PROBLEM TO WORK ON>
From the records below, copy out every line that contains the word "grass".

Named object pointing entries:
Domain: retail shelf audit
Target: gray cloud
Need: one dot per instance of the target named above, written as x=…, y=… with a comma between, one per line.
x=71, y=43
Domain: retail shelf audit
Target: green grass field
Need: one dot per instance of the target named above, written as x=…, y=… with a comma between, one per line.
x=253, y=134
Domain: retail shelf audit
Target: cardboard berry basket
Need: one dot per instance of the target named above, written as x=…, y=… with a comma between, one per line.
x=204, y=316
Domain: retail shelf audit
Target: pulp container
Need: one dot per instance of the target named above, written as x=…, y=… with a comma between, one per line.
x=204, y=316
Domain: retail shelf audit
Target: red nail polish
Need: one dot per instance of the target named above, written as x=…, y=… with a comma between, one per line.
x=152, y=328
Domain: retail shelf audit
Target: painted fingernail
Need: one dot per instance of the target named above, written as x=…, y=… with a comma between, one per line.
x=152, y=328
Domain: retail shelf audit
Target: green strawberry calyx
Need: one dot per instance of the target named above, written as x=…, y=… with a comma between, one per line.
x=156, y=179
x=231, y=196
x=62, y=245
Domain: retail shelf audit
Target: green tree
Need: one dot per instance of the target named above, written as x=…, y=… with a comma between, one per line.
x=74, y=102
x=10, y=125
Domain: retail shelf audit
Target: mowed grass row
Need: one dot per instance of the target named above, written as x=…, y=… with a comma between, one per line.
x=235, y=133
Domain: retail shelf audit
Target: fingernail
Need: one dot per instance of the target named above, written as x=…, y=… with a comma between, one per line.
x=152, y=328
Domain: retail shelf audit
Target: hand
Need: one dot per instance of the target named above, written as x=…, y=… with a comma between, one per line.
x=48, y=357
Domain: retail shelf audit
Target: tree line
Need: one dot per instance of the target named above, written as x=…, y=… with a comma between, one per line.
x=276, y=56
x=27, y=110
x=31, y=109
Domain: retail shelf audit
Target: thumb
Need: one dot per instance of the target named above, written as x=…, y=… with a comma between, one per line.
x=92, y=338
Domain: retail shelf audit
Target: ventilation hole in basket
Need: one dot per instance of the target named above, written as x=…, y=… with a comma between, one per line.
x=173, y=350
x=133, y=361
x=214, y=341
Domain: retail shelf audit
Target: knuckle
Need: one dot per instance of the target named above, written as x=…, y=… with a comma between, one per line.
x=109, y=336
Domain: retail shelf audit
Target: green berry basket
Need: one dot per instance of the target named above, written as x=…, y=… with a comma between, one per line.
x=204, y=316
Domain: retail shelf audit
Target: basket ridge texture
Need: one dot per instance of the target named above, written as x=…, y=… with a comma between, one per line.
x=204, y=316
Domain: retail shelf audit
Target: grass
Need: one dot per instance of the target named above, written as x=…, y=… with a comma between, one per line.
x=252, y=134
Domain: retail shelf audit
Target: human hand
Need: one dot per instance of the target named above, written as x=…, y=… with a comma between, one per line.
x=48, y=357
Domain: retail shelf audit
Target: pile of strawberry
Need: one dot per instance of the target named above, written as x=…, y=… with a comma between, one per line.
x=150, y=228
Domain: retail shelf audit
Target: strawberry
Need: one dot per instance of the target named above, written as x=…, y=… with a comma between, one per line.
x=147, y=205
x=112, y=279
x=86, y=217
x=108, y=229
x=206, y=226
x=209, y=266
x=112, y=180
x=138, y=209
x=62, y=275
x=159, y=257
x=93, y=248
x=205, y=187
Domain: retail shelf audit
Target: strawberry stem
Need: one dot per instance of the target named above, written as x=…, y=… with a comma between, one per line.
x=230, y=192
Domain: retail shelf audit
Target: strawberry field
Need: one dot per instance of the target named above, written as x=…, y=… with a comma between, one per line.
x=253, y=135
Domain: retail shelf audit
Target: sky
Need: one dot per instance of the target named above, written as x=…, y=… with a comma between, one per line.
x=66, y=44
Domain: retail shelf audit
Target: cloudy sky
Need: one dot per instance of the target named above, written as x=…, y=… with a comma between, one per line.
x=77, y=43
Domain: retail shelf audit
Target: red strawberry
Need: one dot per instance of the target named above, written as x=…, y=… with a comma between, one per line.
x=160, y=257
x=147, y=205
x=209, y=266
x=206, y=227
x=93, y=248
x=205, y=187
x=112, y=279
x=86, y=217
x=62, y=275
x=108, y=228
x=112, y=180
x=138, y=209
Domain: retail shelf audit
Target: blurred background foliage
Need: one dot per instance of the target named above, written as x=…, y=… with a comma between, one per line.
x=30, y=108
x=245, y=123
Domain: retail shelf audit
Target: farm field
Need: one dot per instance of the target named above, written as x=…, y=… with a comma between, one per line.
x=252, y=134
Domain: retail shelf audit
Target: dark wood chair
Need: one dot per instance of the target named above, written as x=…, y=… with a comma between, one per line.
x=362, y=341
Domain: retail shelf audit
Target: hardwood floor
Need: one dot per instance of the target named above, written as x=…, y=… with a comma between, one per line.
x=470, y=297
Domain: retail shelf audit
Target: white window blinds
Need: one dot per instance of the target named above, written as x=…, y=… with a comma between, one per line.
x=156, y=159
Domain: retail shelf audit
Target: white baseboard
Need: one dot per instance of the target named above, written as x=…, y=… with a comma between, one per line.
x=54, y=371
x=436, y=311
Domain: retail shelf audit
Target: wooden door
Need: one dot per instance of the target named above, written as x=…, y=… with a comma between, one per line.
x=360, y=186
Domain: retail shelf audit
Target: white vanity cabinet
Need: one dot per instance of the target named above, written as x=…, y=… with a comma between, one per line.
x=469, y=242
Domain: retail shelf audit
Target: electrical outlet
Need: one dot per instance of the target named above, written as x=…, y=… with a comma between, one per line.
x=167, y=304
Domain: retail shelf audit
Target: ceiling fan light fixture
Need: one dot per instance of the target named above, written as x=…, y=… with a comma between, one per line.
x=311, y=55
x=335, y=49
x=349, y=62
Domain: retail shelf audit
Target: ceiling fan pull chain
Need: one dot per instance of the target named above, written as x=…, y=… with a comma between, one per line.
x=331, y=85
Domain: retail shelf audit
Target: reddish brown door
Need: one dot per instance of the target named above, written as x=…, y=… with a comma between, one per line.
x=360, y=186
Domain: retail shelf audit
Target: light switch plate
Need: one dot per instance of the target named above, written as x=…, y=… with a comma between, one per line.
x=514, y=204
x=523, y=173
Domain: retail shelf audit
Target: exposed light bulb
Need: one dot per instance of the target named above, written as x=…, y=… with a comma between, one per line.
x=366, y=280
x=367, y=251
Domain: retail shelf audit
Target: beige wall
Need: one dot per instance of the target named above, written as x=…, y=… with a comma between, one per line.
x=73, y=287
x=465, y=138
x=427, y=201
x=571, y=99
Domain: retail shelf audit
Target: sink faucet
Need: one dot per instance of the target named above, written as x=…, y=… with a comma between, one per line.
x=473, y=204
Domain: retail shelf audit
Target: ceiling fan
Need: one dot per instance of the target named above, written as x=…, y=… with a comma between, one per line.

THE SOLUTION>
Target: green grass field
Target: mowed grass row
Target: grass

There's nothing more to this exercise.